GATE DA — Comparing sampling methods (1-mark)
Which statement about Gibbs sampling compared to Likelihood Weighting is TRUE? (A) Gibbs generates independent samples (B) Gibbs requires the full joint distribution (C) Gibbs is more robust when likelihood weights become very small (D) Gibbs cannot be used when evidence variables have children Answer: (C). When LW suffers from weight degeneracy, Gibbs sampling is the preferred alternative. Gibbs samples are NOT independent — they form a Markov chain (A is false). Gibbs only needs local CPTs (B is false). (D) is false — evidence variables are simply fixed; their children are sampled normally.
Practice questions
- What is the core idea of MCMC (Markov Chain Monte Carlo) sampling? (Answer: MCMC: construct a Markov chain whose stationary distribution equals the target distribution P(x). Sample from the chain by running it long enough to 'mix' (reach stationarity). Then use samples to estimate expectations: E[f(X)] ≈ (1/N)Σf(xᵢ). The key: we don't need to compute P(x) normalised — only need to evaluate P(x) up to a constant (the Metropolis acceptance criterion uses ratios P(x')/P(x) where the constant cancels).)

——

**Prompt:** Extract the stretch of the sampling-methods text from "GATE DA — Comparing" through "are sampled normally.", copying it word for word.

Entries drawn from a collection:
——

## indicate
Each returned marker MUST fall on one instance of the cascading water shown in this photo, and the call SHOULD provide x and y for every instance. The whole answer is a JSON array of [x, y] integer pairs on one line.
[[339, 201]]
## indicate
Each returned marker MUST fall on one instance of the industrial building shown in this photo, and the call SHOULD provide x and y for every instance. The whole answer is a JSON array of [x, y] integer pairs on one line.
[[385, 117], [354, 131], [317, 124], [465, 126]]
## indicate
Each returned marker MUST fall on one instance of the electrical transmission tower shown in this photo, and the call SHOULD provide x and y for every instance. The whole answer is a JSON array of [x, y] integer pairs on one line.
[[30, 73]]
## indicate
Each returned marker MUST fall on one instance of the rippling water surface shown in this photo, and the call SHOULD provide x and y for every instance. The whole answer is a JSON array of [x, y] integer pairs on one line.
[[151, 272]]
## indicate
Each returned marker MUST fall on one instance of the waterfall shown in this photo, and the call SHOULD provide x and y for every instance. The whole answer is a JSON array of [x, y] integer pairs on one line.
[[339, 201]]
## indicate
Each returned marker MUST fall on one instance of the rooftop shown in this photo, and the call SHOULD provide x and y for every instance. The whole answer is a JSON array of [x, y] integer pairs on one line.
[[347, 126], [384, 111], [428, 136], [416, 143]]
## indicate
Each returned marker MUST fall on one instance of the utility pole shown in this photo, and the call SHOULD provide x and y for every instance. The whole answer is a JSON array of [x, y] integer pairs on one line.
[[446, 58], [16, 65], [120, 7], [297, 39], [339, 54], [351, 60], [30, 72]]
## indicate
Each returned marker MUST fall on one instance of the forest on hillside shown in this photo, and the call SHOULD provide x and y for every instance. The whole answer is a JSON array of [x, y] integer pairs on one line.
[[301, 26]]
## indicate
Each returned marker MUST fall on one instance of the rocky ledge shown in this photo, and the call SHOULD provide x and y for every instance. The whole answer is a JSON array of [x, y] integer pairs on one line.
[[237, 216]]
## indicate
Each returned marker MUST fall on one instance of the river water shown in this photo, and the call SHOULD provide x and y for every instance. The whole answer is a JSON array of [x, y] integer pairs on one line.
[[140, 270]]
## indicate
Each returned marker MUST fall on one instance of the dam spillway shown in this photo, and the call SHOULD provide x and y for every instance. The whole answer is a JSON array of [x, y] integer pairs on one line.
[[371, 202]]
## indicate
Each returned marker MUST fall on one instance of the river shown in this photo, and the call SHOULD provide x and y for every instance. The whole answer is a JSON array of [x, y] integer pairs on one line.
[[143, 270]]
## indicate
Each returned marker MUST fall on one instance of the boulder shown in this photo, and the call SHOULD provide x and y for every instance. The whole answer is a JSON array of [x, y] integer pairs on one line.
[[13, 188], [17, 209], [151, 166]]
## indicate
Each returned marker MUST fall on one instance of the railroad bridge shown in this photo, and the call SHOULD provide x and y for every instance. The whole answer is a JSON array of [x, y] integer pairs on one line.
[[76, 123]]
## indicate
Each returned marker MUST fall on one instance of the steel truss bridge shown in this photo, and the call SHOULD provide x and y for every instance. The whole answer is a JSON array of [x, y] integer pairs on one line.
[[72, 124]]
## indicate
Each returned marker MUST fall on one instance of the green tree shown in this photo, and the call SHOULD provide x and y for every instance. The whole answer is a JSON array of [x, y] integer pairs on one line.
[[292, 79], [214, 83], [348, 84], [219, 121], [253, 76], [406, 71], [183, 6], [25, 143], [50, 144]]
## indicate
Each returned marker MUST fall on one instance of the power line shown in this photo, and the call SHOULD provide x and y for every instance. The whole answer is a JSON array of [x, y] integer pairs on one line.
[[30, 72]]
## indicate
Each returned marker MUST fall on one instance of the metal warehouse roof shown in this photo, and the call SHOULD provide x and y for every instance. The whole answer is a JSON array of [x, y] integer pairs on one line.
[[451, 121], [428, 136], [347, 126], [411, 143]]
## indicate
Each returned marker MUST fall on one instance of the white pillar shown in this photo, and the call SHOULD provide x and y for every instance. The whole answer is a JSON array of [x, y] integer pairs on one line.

——

**Finished task:**
GATE DA — Comparing sampling methods (1-mark)
Which statement about Gibbs sampling compared to Likelihood Weighting is TRUE? (A) Gibbs generates independent samples (B) Gibbs requires the full joint distribution (C) Gibbs is more robust when likelihood weights become very small (D) Gibbs cannot be used when evidence variables have children Answer: (C). When LW suffers from weight degeneracy, Gibbs sampling is the preferred alternative. Gibbs samples are NOT independent — they form a Markov chain (A is false). Gibbs only needs local CPTs (B is false). (D) is false — evidence variables are simply fixed; their children are sampled normally.